» Instruction
In the scripture journal piece below, write out the stretch from "There was a" through "gloating over me." again, with "pit" changed to "hole" everywhere it appears.

» Reading passage
## START

Scripture Journal Challenge: Tears Won’t Last Forever

Before Dominic ran ahead to Heaven I didn’t cry much.

Since April 12, 2014 I’ve cried a river-tears for breakfast, lunch, dinner and into my pillow at night when I tried to fall asleep.

When sorrow overtakes a heart, it’s hard to think about anything else.

There was a very real danger that sadness would drag me down in a pit so deep I would never be able to crawl back out.

And then the enemy of my soul would win.

But God.

The most beautiful words I know.

God reached down and raised me up from the depths of despair. He dragged me out of the pit of sorrow. His light shone so bright that even the darkness of death could not hide it.

Like the Psalmist, I can praise the Lord for saving me from my enemy.

I praise you, Lord, because you have saved me
    and kept my enemies from gloating over me.
I cried to you for help, O Lord my God,
    and you healed me;
    you kept me from the grave.

## END

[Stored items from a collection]
## START

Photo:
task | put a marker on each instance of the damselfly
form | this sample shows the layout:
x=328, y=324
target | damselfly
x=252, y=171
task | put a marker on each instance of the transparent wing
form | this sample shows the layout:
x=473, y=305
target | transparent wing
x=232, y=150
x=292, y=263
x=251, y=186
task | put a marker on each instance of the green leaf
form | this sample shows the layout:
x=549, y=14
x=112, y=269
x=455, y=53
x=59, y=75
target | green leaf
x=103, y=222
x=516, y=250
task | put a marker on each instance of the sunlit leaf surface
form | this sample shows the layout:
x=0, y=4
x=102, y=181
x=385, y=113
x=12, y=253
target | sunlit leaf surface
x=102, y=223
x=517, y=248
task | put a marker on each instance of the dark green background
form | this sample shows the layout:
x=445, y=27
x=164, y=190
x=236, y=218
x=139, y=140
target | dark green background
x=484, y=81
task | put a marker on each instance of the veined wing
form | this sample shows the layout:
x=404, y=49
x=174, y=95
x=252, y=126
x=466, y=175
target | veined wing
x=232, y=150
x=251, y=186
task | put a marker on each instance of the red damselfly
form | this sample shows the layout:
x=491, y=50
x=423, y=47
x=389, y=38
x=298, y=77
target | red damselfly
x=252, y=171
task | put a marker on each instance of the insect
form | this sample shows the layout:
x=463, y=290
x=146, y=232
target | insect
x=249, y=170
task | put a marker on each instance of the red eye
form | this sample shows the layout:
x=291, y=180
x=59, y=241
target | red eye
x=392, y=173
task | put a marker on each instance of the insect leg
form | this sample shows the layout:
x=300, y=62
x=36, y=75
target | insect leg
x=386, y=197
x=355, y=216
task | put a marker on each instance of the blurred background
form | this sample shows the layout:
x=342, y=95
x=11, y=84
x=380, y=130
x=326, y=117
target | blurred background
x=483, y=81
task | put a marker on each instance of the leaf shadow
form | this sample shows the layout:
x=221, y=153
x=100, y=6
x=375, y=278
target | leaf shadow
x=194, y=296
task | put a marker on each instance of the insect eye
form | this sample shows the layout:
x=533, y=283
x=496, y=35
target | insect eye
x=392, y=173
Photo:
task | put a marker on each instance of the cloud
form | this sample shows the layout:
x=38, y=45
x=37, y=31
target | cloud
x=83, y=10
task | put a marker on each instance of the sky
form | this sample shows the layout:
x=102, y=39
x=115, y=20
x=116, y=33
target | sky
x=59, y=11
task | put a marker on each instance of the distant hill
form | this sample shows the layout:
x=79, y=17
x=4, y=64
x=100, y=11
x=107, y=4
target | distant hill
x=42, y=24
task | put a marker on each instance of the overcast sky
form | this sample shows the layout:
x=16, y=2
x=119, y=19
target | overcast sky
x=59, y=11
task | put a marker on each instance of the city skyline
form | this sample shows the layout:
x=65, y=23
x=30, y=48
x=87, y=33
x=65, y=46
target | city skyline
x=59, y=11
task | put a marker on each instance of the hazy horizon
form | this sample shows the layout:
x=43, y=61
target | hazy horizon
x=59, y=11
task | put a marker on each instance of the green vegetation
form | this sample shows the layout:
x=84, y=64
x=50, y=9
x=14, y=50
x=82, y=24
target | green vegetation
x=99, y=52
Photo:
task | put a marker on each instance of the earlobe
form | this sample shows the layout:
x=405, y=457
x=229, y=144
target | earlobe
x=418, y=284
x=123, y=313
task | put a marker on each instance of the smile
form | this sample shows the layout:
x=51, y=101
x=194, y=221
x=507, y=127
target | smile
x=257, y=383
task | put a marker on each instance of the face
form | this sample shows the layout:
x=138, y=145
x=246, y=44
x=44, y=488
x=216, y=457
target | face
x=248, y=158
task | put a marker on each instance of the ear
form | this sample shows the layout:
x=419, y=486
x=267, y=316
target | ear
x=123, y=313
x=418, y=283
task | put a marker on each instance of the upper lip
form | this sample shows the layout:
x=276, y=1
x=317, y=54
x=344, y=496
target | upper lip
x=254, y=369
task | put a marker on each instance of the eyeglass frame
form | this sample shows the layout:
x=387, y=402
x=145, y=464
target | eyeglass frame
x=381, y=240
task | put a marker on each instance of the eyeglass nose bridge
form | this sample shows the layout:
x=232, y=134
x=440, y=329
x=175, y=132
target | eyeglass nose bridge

## END

» Exercise response
There was a very real danger that sadness would drag me down in a hole so deep I would never be able to crawl back out.

And then the enemy of my soul would win.

But God.

The most beautiful words I know.

God reached down and raised me up from the depths of despair. He dragged me out of the hole of sorrow. His light shone so bright that even the darkness of death could not hide it.

Like the Psalmist, I can praise the Lord for saving me from my enemy.

I praise you, Lord, because you have saved me
    and kept my enemies from gloating over me.